» SOAL DAN TUGAS:
[1] Tuliskan ulang dengan persis bagian bacaan tentang meditasi, mulai dari "Pikiran-Prasangka Kita, Ujian" dan terus sampai "apa-apa termasuk saya.".
[2] Tolong sambung bacaan tentang meditasi dari tempat bacaan itu berhenti.

» BACAAN:

○ ○ ○ ○ ○

Rabu, 30 November 2016

Pikiran-Prasangka Kita, Ujian Berat Kita




Dulu sewaktu masih aktif di sebuah perguruan silat-suatu malam saya dan teman-teman saya diajak guru saya untuk latihan meditasi di suatu tempat yang terbilang angker. Setelah beberapa jam bermeditasi, guru saya kemudian menanyai satu persatu apa yang dilihat murid selama meditasi itu. Jawabannya macam-macam, ada yang mengaku melihat anak kecil lewat di depan mereka, ada yang melihat ular besar, ada yang tidak melihat apa-apa termasuk saya.


Karena saya termasuk yang tidak melihat apa-apa, terang saja saya jadi merasa sedih, saya jadi merasa tak berbakat melihat hal-hal ghaib, sesuatu yang sebenarnya saya idam-idamkan waktu itu. Guru saya kemudian menjelaskan justru yang tidak melihat apa-apalah yang lebih berbakat mendapat pengetahuan lebih tinggi. Kalau hanya ingin "melihat" hantu, jin, setan dan sejenisnya, jauh lebih mudah dengan cara nyimeng atau nyabu daripada susah-susah bermeditasi. Sayang sekali, penjelasan guru saya itu dulu saya abaikan, tidak membuatku bersemangat, paling cuman untuk menghibur saja pikirku, pokoknya saya ingin melihat hantu, kalau tidak bisa berarti saya bodoh, tidak berbakat.

○ ○ ○ ○ ○

(Data koordinat beranotasi)
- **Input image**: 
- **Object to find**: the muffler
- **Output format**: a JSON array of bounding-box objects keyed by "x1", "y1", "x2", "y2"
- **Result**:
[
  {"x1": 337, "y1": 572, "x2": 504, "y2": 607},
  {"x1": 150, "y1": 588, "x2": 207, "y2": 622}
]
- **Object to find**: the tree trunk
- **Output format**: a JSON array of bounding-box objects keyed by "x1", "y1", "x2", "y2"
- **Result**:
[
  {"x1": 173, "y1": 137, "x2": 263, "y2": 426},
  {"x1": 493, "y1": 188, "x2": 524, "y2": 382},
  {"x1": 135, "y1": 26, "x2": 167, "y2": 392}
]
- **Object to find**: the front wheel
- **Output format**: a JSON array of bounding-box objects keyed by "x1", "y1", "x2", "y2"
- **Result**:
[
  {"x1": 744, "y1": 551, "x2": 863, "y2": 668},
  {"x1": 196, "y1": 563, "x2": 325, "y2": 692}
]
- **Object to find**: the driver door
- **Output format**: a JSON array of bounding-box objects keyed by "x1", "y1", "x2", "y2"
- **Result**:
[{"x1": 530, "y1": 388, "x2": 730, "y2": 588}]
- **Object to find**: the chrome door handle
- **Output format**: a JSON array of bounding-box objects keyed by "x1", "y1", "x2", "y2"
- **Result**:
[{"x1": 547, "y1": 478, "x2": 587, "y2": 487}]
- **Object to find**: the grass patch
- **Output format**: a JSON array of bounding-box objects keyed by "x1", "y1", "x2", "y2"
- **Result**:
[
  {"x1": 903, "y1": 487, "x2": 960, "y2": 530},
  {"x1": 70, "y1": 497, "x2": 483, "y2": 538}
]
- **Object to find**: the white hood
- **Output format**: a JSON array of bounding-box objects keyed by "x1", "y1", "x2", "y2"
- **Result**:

○ ○ ○ ○ ○

» JAWABAN LATIHAN:
[1]
Pikiran-Prasangka Kita, Ujian Berat Kita




Dulu sewaktu masih aktif di sebuah perguruan silat-suatu malam saya dan teman-teman saya diajak guru saya untuk latihan meditasi di suatu tempat yang terbilang angker. Setelah beberapa jam bermeditasi, guru saya kemudian menanyai satu persatu apa yang dilihat murid selama meditasi itu. Jawabannya macam-macam, ada yang mengaku melihat anak kecil lewat di depan mereka, ada yang melihat ular besar, ada yang tidak melihat apa-apa termasuk saya.

[2]
Tapi sekarang saya mengerti apa yang dikatakan guru saya itu dulu. Melihat hantu, jin, setan atau yang sejenisnya lebih merupakan cermin kegagalan seseorang menjaga-mengendalikan pikiran-prasangkanya sendiri ketimbang cermin orang itu telah memiliki indra-pengetahuan "lebih". Kegagalan itu memicu kerusakan fungsi otak, membuat otak "terpaksa" menghasilkan hal-hal palsu-ilusi, delusi atau halusinasi demi memenuhi-mewujudkan pikiran-prasangkanya itu. Orang yang mengaku mampu melihat hantu, jin, setan atau yang sejenisnya pasti akan juga berpotensi mengaku melihat malaikat atau Tuhan-mengaku menjadi Nabi, jatuh di jurang kesesatan terdalam. Sekarang saya jadi mengerti mengapa syarat utama orang mengikuti toriqoh adalah harus memahami syariat-norma-hukum positif terlebih dulu, wajar saja, jika itu tidak dimengerti, pikiran-prasangka atau hawa nafsu orang itu akan dengan mudah mengambil alih kesadarannya, menjadi liar-tak terkendali.


Kegagalan menjaga-mengendalikan pikiran-prasangka bukan hanya menjadi masalah utama dalam dunia spiritual tapi juga dalam dunia "rasional". Lihat saja sekarang, masih sangat banyak masyarakat kita yang "terbelenggu" pikiran-prasangka kalau orang yang tak seagama pasti jahat, FPI sedang membela Islam sementara Jokowi musuh Islam. Mereka menjadi bodoh dan zalim tapi merasa pintar, benar dan saleh, mereka tampak sadar-terjaga tapi hakikatnya sedang bermimpi, mabuk bahkan gila, tertipu pikiran, prasangka, harapan, angan-angan, hawa nafsunya sendiri...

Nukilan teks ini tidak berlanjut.